- DOKUMENT -

________________

Die in beiden Fällen als grob fahrlässig angesehenen Pflichtverstöße sind mit dem vermeintlichen Pflichtverstoß der Klägerin schon objektiv nicht vergleichbar. Das Verstecken des Schlüssels während der Nacht unter dem eigenen Kopfkissen stellt eine wesentlich sicherere Maßnahme vor unbefugtem Gebrauch des Kraftfahrzeugs dar als die Aufbewahrung der Fahrzeugschlüssel in einer Schürze oder einer Jacke, die an der Garderobe hängen. Dass ein Jugendlicher, der sich unbefugt in den Besitz des elterlichen Fahrzeugs bringen will, zuerst in den Taschen der an der Garderobe hängenden Jacken oder Schürzen seiner Eltern nach dem Schlüssel sucht, liegt auf der Hand. Insoweit ist so gut wie gar kein Schutz vor der unbefugten Ingebrauchnahme des Kfz. gegeben.
Anders verhält es sich dagegen im Falle der Klägerin, die den Schlüssel tagsüber am Körper führte und nachts unter ihrem Kopfkissen aufbewahrte. Hier des Nachts in das Schlafzimmer zu gehen und der schlafenden Mutter den Schlüssel unter dem Kopfkissen zu entwenden, verlangt wesentlich mehr kriminelle Energie. Außerdem ist die Gefahr, dass die Mutter dadurch wach werden und die versuchte Entwendung bemerken könnte, ggü. dem Verstecken in der an der Garderobe hängenden Jacke oder Schürze wesentlich gesteigert.
Es ist auch nicht ersichtlich, welche Maßnahmen die Klägerin noch hätte ergreifen sollen, um der Gefahr der unbefugten Benutzung des Fahrzeugs durch ihren Sohn vorzubeugen. Die von der Beklagten zunächst vorgeschlagene Alternative, den Schlüssel während der Nacht an einer Kette oder einem Band um den Hals zu tragen, hat das LG zu Recht ebenso für unzumutbar gehalten wie das Abschließen der Schlafzimmertür von innen. Die Aufbewahrung des Schlüssels in einer mit einem Zahlenschloss versehenen Kassette bietet ebenso wenig einen absoluten Schutz vor Entwendung wie die nunmehr von der Beklagten ins Feld geführte Lenkradkralle. Bei entsprechender krimineller Energie lassen sich auch diese Hindernisse durch Anwendung entsprechender Gewalt mittels geeigneter Werkzeuge überwinden. Ein absoluter Schutz vor der unbefugten Ingebrauchnahme des Fahrzeugs der Klägerin durch ihren Sohn lässt sich nicht erreichen. Indem die Klägerin den Schlüssel tagsüber bei sich am Körper trug und nachts unter ihr Kopfkissen legte, wovon nach dem von der Beklagten nicht angegriffenen Ergebnis der erstinstanzlichen Beweisaufnahme auszugehen ist, hat die Klägerin alles ihr Zumutbare getan, um eine Entwendung des Schlüssels durch ihren Sohn zu verhindern.

________________

- BEREITGESTELLTE DATEN -
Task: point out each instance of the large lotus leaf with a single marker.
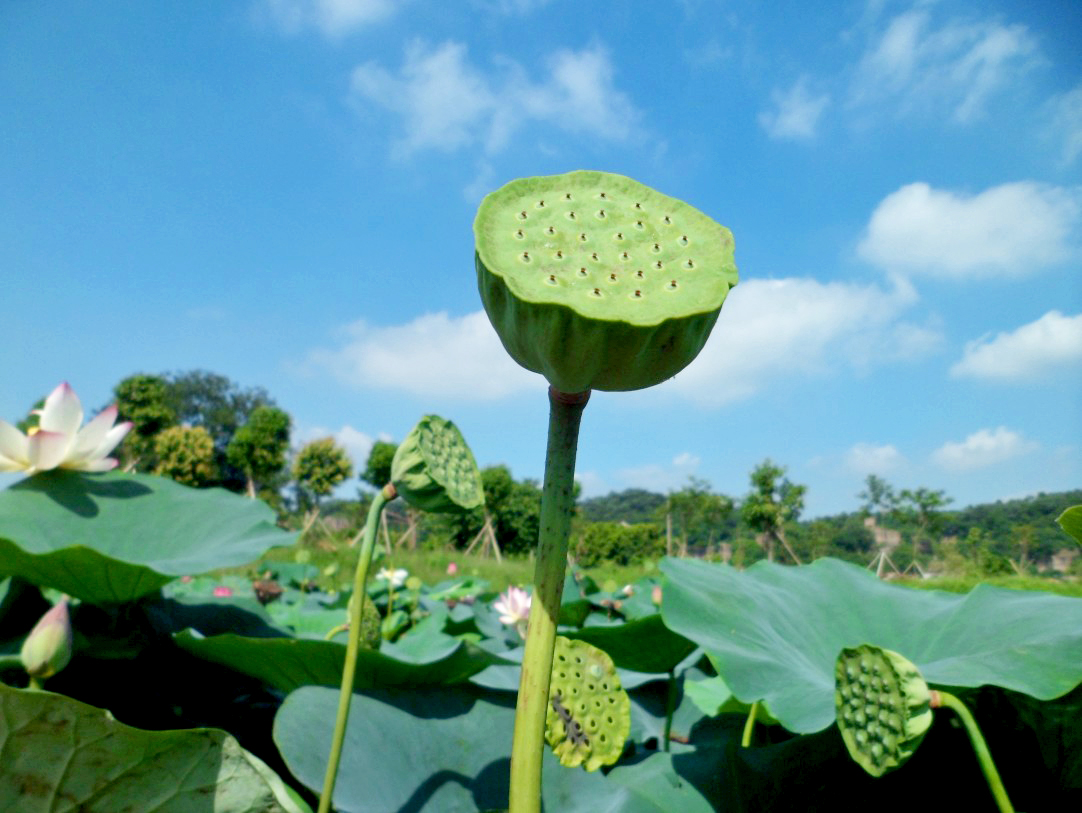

________________

- AUFGABENLISTE -
(a) Übernehmen Sie aus dem Dokument wortgetreu den Abschnitt von „Die in beiden“ bis einschließlich „des Kfz. gegeben.“.
(b) Welche Alternative zur Aufbewahrung des Schlüssels schlug die Beklagte laut dem Dokument zunächst vor?

- SCHRIFTLICHE ANTWORTEN -
(a)
Die in beiden Fällen als grob fahrlässig angesehenen Pflichtverstöße sind mit dem vermeintlichen Pflichtverstoß der Klägerin schon objektiv nicht vergleichbar. Das Verstecken des Schlüssels während der Nacht unter dem eigenen Kopfkissen stellt eine wesentlich sicherere Maßnahme vor unbefugtem Gebrauch des Kraftfahrzeugs dar als die Aufbewahrung der Fahrzeugschlüssel in einer Schürze oder einer Jacke, die an der Garderobe hängen. Dass ein Jugendlicher, der sich unbefugt in den Besitz des elterlichen Fahrzeugs bringen will, zuerst in den Taschen der an der Garderobe hängenden Jacken oder Schürzen seiner Eltern nach dem Schlüssel sucht, liegt auf der Hand. Insoweit ist so gut wie gar kein Schutz vor der unbefugten Ingebrauchnahme des Kfz. gegeben.

(b) Den Schlüssel während der Nacht an einer Kette oder einem Band um den Hals zu tragen.